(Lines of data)

==============================

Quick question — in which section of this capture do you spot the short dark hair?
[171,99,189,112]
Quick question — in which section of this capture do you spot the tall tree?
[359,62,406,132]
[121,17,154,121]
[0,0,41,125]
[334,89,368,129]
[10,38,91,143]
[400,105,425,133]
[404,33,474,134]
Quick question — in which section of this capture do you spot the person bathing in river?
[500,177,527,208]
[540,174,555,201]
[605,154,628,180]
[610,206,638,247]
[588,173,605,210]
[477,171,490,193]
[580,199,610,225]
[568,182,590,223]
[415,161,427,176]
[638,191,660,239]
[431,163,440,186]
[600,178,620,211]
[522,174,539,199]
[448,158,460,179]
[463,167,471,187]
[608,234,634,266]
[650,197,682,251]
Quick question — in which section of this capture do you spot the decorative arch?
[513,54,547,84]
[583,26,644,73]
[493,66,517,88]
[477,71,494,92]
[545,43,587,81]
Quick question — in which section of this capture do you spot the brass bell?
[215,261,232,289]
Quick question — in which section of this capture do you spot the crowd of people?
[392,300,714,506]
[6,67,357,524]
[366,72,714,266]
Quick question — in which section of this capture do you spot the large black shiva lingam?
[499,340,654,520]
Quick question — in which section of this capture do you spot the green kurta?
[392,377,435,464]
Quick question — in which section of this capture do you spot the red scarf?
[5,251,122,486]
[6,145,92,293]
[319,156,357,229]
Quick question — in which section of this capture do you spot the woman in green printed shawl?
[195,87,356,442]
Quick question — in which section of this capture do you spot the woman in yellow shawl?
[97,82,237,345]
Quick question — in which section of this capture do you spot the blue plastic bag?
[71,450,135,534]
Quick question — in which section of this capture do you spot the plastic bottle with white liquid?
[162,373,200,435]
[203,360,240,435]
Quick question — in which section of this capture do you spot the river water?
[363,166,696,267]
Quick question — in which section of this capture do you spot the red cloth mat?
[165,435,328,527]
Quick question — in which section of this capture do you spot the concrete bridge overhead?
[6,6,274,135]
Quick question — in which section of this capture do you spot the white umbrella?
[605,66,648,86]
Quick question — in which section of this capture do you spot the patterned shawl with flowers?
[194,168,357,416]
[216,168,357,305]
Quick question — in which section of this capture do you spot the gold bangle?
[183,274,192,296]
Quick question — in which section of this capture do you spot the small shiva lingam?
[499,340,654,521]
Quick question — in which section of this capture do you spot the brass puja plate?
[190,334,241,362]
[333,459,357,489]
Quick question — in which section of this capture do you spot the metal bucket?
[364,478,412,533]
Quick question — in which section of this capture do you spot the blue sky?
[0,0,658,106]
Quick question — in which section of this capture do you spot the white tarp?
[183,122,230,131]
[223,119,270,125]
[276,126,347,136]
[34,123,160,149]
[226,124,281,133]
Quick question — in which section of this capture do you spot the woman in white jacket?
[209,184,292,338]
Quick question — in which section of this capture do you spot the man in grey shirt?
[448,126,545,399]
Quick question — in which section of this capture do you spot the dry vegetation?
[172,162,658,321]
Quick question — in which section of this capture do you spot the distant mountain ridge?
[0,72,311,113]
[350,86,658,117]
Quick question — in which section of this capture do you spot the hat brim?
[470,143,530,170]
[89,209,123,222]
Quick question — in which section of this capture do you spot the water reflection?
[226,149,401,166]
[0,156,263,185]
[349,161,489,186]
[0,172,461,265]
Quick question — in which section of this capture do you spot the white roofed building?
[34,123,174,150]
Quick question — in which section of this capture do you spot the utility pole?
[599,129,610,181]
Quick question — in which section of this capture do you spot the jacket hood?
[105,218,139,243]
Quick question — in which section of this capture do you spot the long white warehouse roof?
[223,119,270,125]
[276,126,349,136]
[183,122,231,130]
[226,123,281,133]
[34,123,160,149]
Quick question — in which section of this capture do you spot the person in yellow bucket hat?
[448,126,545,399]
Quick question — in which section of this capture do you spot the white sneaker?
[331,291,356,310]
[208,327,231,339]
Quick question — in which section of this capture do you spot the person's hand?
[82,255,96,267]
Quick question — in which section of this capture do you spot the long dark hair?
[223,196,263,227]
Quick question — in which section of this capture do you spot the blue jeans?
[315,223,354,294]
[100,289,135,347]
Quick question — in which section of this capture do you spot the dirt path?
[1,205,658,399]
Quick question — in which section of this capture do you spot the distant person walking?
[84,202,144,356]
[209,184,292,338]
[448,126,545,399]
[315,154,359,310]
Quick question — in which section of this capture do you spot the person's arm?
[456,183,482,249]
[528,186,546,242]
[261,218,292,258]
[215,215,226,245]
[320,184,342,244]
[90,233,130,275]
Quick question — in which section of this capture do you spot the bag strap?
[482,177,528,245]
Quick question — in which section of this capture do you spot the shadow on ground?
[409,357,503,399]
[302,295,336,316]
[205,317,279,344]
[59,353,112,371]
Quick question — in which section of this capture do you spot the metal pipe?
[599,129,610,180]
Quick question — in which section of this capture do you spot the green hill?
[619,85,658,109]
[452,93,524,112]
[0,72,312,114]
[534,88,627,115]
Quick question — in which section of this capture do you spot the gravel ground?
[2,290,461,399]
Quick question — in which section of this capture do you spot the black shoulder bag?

==============================

Your goal → Lay out every line of the records above as a Markdown table with the columns "No." and "Entry", numbering the rows in order and omitting blank lines.

Worked answer →
| No. | Entry |
|---|---|
| 1 | Quick question — in which section of this capture do you spot the short dark hair? |
| 2 | [171,99,189,112] |
| 3 | Quick question — in which section of this capture do you spot the tall tree? |
| 4 | [359,62,406,132] |
| 5 | [121,17,154,121] |
| 6 | [0,0,41,125] |
| 7 | [334,89,368,129] |
| 8 | [10,38,91,143] |
| 9 | [400,105,425,133] |
| 10 | [404,33,474,134] |
| 11 | Quick question — in which section of this capture do you spot the person bathing in river? |
| 12 | [500,177,527,208] |
| 13 | [540,174,555,201] |
| 14 | [605,154,628,180] |
| 15 | [610,206,638,247] |
| 16 | [588,173,605,210] |
| 17 | [477,171,490,193] |
| 18 | [580,199,610,225] |
| 19 | [568,182,590,223] |
| 20 | [415,161,427,176] |
| 21 | [638,191,660,239] |
| 22 | [431,163,440,186] |
| 23 | [600,178,620,211] |
| 24 | [522,174,539,199] |
| 25 | [448,158,460,179] |
| 26 | [463,167,471,187] |
| 27 | [608,234,634,266] |
| 28 | [650,197,682,251] |
| 29 | Quick question — in which section of this capture do you spot the decorative arch? |
| 30 | [513,54,547,84] |
| 31 | [583,26,644,73] |
| 32 | [493,66,517,88] |
| 33 | [477,71,494,92] |
| 34 | [545,43,587,81] |
| 35 | Quick question — in which section of this capture do you spot the brass bell? |
| 36 | [215,261,232,289] |
| 37 | Quick question — in which section of this capture do you spot the crowd of people? |
| 38 | [392,300,714,506] |
| 39 | [6,67,357,524] |
| 40 | [366,72,714,266] |
| 41 | Quick question — in which section of this capture do you spot the large black shiva lingam? |
| 42 | [499,340,654,520] |
| 43 | Quick question — in which section of this capture do you spot the green kurta? |
| 44 | [392,377,435,464] |
| 45 | Quick question — in which section of this capture do you spot the red scarf? |
| 46 | [5,251,122,486] |
| 47 | [6,145,92,293] |
| 48 | [319,156,357,229] |
| 49 | Quick question — in which section of this capture do you spot the woman in green printed shawl? |
| 50 | [195,87,356,442] |
| 51 | Quick question — in which section of this capture do you spot the woman in yellow shawl? |
| 52 | [97,82,237,345] |
| 53 | Quick question — in which section of this capture do you spot the blue plastic bag? |
| 54 | [71,450,135,534] |
| 55 | Quick question — in which section of this capture do you spot the plastic bottle with white liquid? |
| 56 | [162,373,200,435] |
| 57 | [203,360,240,435] |
| 58 | Quick question — in which section of this capture do you spot the river water? |
| 59 | [363,166,696,267] |
| 60 | Quick question — in which section of this capture do you spot the red cloth mat? |
| 61 | [165,435,328,527] |
| 62 | Quick question — in which section of this capture do you spot the concrete bridge overhead? |
| 63 | [6,6,274,135] |
| 64 | Quick question — in which section of this capture do you spot the white umbrella? |
| 65 | [605,66,648,86] |
| 66 | Quick question — in which section of this capture do you spot the patterned shawl with flowers? |
| 67 | [194,168,357,416] |
| 68 | [216,168,357,305] |
| 69 | Quick question — in which section of this capture do you spot the gold bangle? |
| 70 | [183,274,192,296] |
| 71 | Quick question — in which section of this capture do you spot the small shiva lingam? |
| 72 | [499,340,654,521] |
| 73 | Quick question — in which section of this capture do you spot the brass puja plate? |
| 74 | [190,334,241,362] |
| 75 | [333,459,357,489] |
| 76 | Quick question — in which section of this capture do you spot the metal bucket? |
| 77 | [364,478,412,533] |
| 78 | Quick question — in which section of this capture do you spot the blue sky? |
| 79 | [0,0,658,106] |
| 80 | Quick question — in which section of this capture do you spot the white tarp? |
| 81 | [183,122,230,131] |
| 82 | [223,119,270,125] |
| 83 | [276,126,347,136] |
| 84 | [34,123,160,149] |
| 85 | [226,124,281,133] |
| 86 | Quick question — in which section of this capture do you spot the woman in white jacket? |
| 87 | [209,184,292,338] |
| 88 | Quick question — in which section of this capture do you spot the man in grey shirt? |
| 89 | [448,126,545,399] |
| 90 | Quick question — in which section of this capture do you spot the dry vegetation? |
| 91 | [172,162,658,321] |
| 92 | Quick question — in which section of this capture do you spot the distant mountain ridge? |
| 93 | [0,72,311,113] |
| 94 | [350,86,658,117] |
| 95 | Quick question — in which section of this capture do you spot the hat brim? |
| 96 | [470,143,530,170] |
| 97 | [89,209,123,222] |
| 98 | Quick question — in which section of this capture do you spot the water reflection? |
| 99 | [226,149,401,166] |
| 100 | [0,156,263,185] |
| 101 | [349,161,489,186] |
| 102 | [0,172,461,265] |
| 103 | Quick question — in which section of this capture do you spot the white roofed building? |
| 104 | [34,123,174,150] |
| 105 | Quick question — in which section of this capture do you spot the utility pole? |
| 106 | [599,129,610,181] |
| 107 | Quick question — in which section of this capture do you spot the jacket hood? |
| 108 | [105,218,139,243] |
| 109 | Quick question — in which section of this capture do you spot the long white warehouse roof? |
| 110 | [223,119,270,125] |
| 111 | [276,126,349,136] |
| 112 | [183,122,231,130] |
| 113 | [226,123,281,133] |
| 114 | [34,123,160,149] |
| 115 | Quick question — in which section of this capture do you spot the person in yellow bucket hat? |
| 116 | [448,126,545,399] |
| 117 | Quick question — in which section of this capture do you spot the white sneaker? |
| 118 | [331,291,356,310] |
| 119 | [208,327,231,339] |
| 120 | Quick question — in which section of this capture do you spot the person's hand? |
| 121 | [82,255,96,267] |
| 122 | Quick question — in which section of this capture do you spot the long dark hair? |
| 123 | [223,196,263,227] |
| 124 | Quick question — in which section of this capture do you spot the blue jeans? |
| 125 | [315,223,354,294] |
| 126 | [100,289,135,347] |
| 127 | Quick question — in which section of this capture do you spot the dirt path? |
| 128 | [1,205,658,399] |
| 129 | Quick question — in which section of this capture do you spot the distant person walking? |
| 130 | [84,202,144,356] |
| 131 | [209,184,292,338] |
| 132 | [448,126,545,399] |
| 133 | [315,154,359,310] |
| 134 | Quick question — in which section of this capture do you spot the person's arm? |
| 135 | [456,183,482,249] |
| 136 | [528,186,546,242] |
| 137 | [261,218,292,258] |
| 138 | [215,215,226,245] |
| 139 | [320,184,342,244] |
| 140 | [90,233,130,275] |
| 141 | Quick question — in which section of this capture do you spot the bag strap? |
| 142 | [482,177,528,245] |
| 143 | Quick question — in which section of this capture do you spot the shadow on ground? |
| 144 | [409,357,503,399] |
| 145 | [302,295,336,316] |
| 146 | [205,317,279,344] |
| 147 | [59,353,112,371] |
| 148 | Quick question — in which section of this capture do you spot the metal pipe? |
| 149 | [599,129,610,180] |
| 150 | Quick question — in which section of this capture do you spot the green hill? |
| 151 | [619,85,658,109] |
| 152 | [452,93,524,112] |
| 153 | [0,72,312,114] |
| 154 | [534,88,627,115] |
| 155 | Quick question — in which section of this capture do you spot the gravel ground? |
| 156 | [2,290,461,399] |
| 157 | Quick question — in which section of this capture do you spot the black shoulder bag? |